* Start Text segment *
Did the sourwoods bloom late this year? EVERYTHING was killed by frost here this year. Anybody else know what this is? LOTS of clover now that it has started raining, but almost no bees see on it...something else they really like out there...
I took mine the same way as you but only four frames at a time placed in an empty NUC, all my extractor will take. WHen I return the empties to the hive, I take the next four out, the empties attract the bees from the remaining somewhat. THIS is the way to go for me, easy to carry. WHen I get too tired, I just quit until next time, making sure I put the top back on. I can even keep track which honey came from which hive easily, if I bottle regularly. RBAR


----------



## peggjam

There's a guy on ebay selling shallow frames of honey, frame and all. Not sure what the price is up to, but last time I looked it was $6 something.


----------



## [email protected]

Man, I would love to get $8/qt. I stopped by the Amish stand at the side of the road yesterday about a mile from my house. They are selling honey, 3lbs for $5.50.

It drives dow the price for everyone. Argggg.


----------



## MapMan

*You got that right-*

Andrew - it is frustrating!

A mile from here, they had 7# tubs for $12. 

MM


----------



## nc_beekeeper

The going price around here is anywhere from $12-$14 a quart.


----------



## wayacoyote

Pricing: I've had people ask me "why would I buy your honey at you're price when I can go to my neighbor and get it for a lesser price." I explain how our honey may be different, but answer their question by saying, "you won't buy mine at my price if you don't want to."

This has been my trend since the first time I set a price on my honey. My father was the peddler for me and he explained that a man at work was selling it for nearly a dollar less per pound. He wanted to know what he should tell potential customers who pointed that out. I reminded him that I didn't want to compete with this already-established supplier, and that he should tell customers to buy from the other guy if price was all that mattered to them. He abbliged me and we ended up selling everything to his coworkers who discovered there was more to honey than the price. Many comments were made about them liking our honey better for various reasons. 
WayaCoyote


----------



## Dan Williamson

[email protected] said:


> Man, I would love to get $8/qt. I stopped by the Amish stand at the side of the road yesterday about a mile from my house. They are selling honey, 3lbs for $5.50.
> 
> It drives dow the price for everyone. Argggg.


I don't know how folks can even remotely sell that low on a retail basis.

I sell quart jars for $9.75 and 3 lb plastic jugs for $9.50. 

It was my biggest seller last weekend.
* End Text segment *
* Start Data section *
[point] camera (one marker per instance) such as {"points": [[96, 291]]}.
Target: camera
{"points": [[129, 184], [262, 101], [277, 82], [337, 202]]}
* End Data section *
■ **Written request 1**:
Reproduce, word for word, the part of the beekeeping forum thread that opens with the words containing "Andrew - it" and closes with "from $12-$14 a quart.".
■ **Written request 2**:
Answer these questions from the beekeeping forum thread.
(a) How many frames at a time does the post signed RBAR describe taking?
(b) What does nc_beekeeper give as the going price for a quart?
(c) What does Dan Williamson charge for a 3 lb plastic jug?
■ **Written request 3**:
Write the next part of the beekeeping forum thread, picking up after its last sentence.
The listing has no connection to the beekeeping forum thread.

■ **Exercise response 1**:
Andrew - it is frustrating!

A mile from here, they had 7# tubs for $12. 

MM


----------



## nc_beekeeper

The going price around here is anywhere from $12-$14 a quart.

■ **Exercise response 2**:
(a) Four frames.
(b) Anywhere from $12 to $14 a quart.
(c) $9.50.

■ **Exercise response 3**:
I don't try to sell my honey over someone elses.... I tell them... If you like the honey you are getting for cheaper go buy that honey. They rarely leave without buying mine.


----------



## JC

I get $8 for a 1 pound jar, $14 for a two pound jar and $20 for a quart (3 lbs.). How do I sell a quart of honey for $20 when a local beekeeper sells his honey for $7.50 a quart? I tell the customer that my honey is expensive (relative to what other beekeepers get for their honey). I produce organic (uncertified) honey. I do not use any chemical treatments on my colonies. What I sell is what I eat, and I like the best!

What is honey worth? Ask some of your friends, not other beekeepers. Today I showed a quart of honey to a woman and I asked her to guess how much the honey was worth. She guessed $20, not $7.50!


----------



## RAlex

Andrew I am getting 4.50 for 1 pound jars and 8.00 for 2 pound jars. I know some of the other beeks tell me I am too high. I asked "have you bought Gas lately " and how trips to the yards do you make long before you see any honey ? I figure if thier honey isnt worth as much as mine then they should sell it cheaper ....Rick


----------



## riverrat

RAlex said:


> Andrew I am getting 4.50 for 1 pound jars and 8.00 for 2 pound jars. I know some of the other beeks tell me I am too high.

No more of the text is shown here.